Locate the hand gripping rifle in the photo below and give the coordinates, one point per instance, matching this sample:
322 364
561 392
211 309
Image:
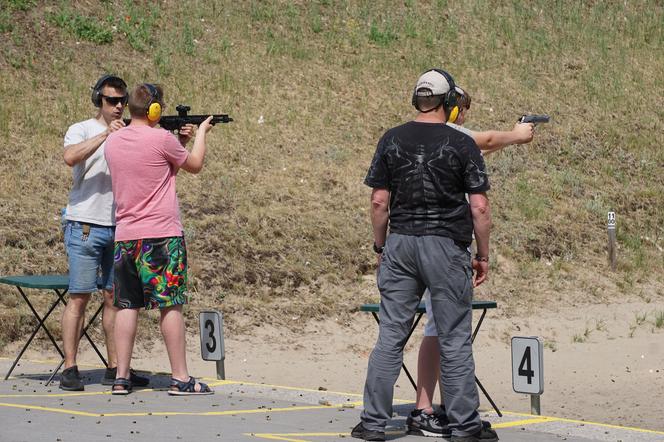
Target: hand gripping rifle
535 119
175 122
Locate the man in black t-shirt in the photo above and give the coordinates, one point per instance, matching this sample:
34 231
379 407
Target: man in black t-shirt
420 174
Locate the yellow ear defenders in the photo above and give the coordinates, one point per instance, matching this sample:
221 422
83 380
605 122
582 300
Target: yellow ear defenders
154 107
449 101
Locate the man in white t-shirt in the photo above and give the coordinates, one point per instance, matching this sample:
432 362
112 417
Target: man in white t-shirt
90 227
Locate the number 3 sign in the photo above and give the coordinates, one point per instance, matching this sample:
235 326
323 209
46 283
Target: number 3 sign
212 339
527 365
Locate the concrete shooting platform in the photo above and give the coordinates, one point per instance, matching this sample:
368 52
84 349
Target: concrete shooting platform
238 411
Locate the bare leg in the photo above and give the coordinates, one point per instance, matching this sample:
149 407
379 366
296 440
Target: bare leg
125 333
108 324
428 369
172 329
72 325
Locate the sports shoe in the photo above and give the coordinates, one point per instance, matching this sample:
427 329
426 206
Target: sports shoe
359 432
424 424
136 380
484 435
444 422
70 379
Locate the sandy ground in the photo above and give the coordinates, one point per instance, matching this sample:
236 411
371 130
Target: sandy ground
615 376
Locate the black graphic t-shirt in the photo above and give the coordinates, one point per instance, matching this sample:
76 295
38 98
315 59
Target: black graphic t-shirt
428 168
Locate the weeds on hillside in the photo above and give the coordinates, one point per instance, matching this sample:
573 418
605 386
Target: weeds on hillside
280 212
==========
_EXERCISE BRIEF_: Convert all of the data above into a numbered list, one item per line, leaving out blank lines. Do not include the picture in your answer.

_SOLUTION TO THE EXERCISE_:
1. Locate the hand gripping rifle in the photo below and give the coordinates, one point per instance, matching this sample:
2. 322 364
3. 561 392
4. 211 309
5. Image:
6. Target: hand gripping rifle
7. 535 119
8. 175 122
9. Locate the man in black t-shirt in the photo above and give the coordinates, one point per instance, matching this sample:
10. 34 231
11. 379 407
12. Target: man in black t-shirt
13. 420 174
14. Locate the yellow ear defenders in the photo above and give the coordinates, one point per instance, matching this sample:
15. 221 422
16. 83 380
17. 605 122
18. 582 300
19. Target: yellow ear defenders
20. 154 107
21. 449 101
22. Locate the man in white t-shirt in the photo above and give the coordinates, one point per instance, matching this sample:
23. 432 362
24. 112 417
25. Target: man in white t-shirt
26. 90 227
27. Locate the number 3 sign in the photo above and give the coordinates, one point per instance, matching this sample:
28. 235 326
29. 323 209
30. 46 283
31. Target: number 3 sign
32. 212 339
33. 527 365
34. Locate the concrete shooting platform in the photo above and give the coordinates, one point per instance, matching this sample:
35. 368 52
36. 84 349
37. Target: concrete shooting platform
38. 238 411
39. Locate the bare leg in the photo above and give the coordinates, one point per instance, matching this sample:
40. 149 407
41. 379 366
42. 296 440
43. Target: bare leg
44. 125 333
45. 108 324
46. 428 369
47. 172 329
48. 72 325
49. Locate the sports shoe in the photo above and give the coordinates, one point per instance, matching this sample:
50. 427 329
51. 426 206
52. Target: sports shoe
53. 359 432
54. 424 424
55. 136 380
56. 484 435
57. 444 422
58. 70 379
59. Locate the sandy ground in the photo above and give the coordinates, one point per instance, matching this sample:
60. 236 411
61. 371 130
62. Target: sandy ground
63. 615 376
64. Locate the black graphic t-shirt in the photo above and give the coordinates, one point per instance, matching this sample:
65. 76 295
66. 38 98
67. 315 59
68. Target: black graphic t-shirt
69. 428 168
70. Locate the weeds on hillside in the photo above and give the coordinates, one point per instance, matching this sample:
71. 573 418
72. 605 386
73. Target: weeds on hillside
74. 280 212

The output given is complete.